Quoted passage:
Our attention has however been drawn to Ward & Co Ltd v Commissioner of Taxes [1923] AC 145 on appeal from New Zealand where the Privy Council added the dictum that “the decision on the English Tax Acts, the language of which is different from that of the New Zealand Act, have no real bearing upon the question now under decision.” With respect, we would, following Lasala v Lasala, supra, follow the later case of Atherton, supra.
Lord MacMillan in Van Den Berghs Ltd v Clark 19 TC 390 was of the opinion that if the numerous decisions were examined and classified, they would be found to exhibit a satisfactory measure of consistency with Lord Cave’s principle of discrimination in Atherton, supra, which was formulated in these words at pages 213–4:
|
.... When an expenditure is made, not only once and for all, but with a view to bringing into existence an asset or advantage for the enduring benefit of a trade .... there is very good reason (in the absence of special circumstances leading to an opposite conclusion) for treating such an expenditure as properly attributable not to revenue but to capital. |
We presume to add to Lord MacMillan’s list, particularly cases decided subsequently which have been canvassed before us.

To-do list:
1 - Decide whether each statement agrees with the tax case passage, answering yes or no and quoting the deciding words: (a) Ward & Co Ltd v Commissioner of Taxes came on appeal from New Zealand; (b) the court states that it would follow Ward & Co rather than Atherton; (c) Lord Cave's principle was formulated at pages 213–4.
2 - In the entries, rename "granite mantel shelf" to "polished mantel shelf" from the line containing "For the dataset, pick out the granite" through the end of the entries. Reproduce only that part, leaving everything else unchanged.

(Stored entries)
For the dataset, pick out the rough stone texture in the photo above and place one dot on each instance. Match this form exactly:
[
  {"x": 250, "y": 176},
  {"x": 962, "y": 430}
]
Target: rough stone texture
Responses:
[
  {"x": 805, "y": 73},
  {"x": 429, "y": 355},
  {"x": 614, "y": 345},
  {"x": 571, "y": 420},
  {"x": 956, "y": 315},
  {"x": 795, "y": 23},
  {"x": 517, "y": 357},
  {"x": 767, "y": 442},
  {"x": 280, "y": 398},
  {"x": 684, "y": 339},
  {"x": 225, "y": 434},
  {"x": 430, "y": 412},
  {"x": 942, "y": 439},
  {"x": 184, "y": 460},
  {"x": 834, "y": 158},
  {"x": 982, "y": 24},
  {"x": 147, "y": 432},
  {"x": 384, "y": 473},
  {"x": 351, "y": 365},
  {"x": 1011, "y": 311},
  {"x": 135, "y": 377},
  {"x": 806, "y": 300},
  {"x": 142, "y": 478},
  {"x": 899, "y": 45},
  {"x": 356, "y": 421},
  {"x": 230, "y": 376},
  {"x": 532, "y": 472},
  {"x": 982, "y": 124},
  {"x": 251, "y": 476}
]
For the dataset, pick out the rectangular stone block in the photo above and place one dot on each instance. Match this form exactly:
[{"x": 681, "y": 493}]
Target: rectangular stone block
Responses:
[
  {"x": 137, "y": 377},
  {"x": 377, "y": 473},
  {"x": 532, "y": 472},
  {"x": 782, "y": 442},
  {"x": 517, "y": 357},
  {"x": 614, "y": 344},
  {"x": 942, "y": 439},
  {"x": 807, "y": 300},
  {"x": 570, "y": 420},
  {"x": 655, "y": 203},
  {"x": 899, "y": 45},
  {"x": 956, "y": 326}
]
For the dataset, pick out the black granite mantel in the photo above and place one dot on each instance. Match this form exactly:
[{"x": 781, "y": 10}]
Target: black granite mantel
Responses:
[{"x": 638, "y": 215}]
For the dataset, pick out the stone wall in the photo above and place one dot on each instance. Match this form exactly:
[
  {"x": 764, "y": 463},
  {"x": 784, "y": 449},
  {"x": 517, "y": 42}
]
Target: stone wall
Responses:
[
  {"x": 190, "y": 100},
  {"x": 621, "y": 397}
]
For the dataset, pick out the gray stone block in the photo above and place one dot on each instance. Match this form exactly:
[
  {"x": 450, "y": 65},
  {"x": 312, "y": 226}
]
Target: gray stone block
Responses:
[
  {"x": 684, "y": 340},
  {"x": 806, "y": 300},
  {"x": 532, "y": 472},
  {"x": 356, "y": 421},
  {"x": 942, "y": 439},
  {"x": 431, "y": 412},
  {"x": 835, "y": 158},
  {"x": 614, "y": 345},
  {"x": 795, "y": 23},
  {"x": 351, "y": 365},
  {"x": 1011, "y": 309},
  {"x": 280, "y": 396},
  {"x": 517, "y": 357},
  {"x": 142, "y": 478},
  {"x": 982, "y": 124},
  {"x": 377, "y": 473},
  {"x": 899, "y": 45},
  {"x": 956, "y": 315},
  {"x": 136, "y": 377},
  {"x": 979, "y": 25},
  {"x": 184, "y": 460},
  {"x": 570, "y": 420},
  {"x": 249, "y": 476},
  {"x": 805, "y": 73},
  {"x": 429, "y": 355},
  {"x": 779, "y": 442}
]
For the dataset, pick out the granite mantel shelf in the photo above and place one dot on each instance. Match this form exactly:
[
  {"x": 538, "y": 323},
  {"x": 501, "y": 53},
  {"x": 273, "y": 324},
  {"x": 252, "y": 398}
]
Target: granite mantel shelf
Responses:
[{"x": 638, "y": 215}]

Worked answers:
1 -
(a) Yes: "on appeal from New Zealand"
(b) No: "we would, following Lasala v Lasala, supra, follow the later case of Atherton, supra"
(c) Yes: "which was formulated in these words at pages 213–4"

2 -
For the dataset, pick out the polished mantel shelf in the photo above and place one dot on each instance. Match this form exactly:
[
  {"x": 538, "y": 323},
  {"x": 501, "y": 53},
  {"x": 273, "y": 324},
  {"x": 252, "y": 398}
]
Target: polished mantel shelf
Responses:
[{"x": 638, "y": 215}]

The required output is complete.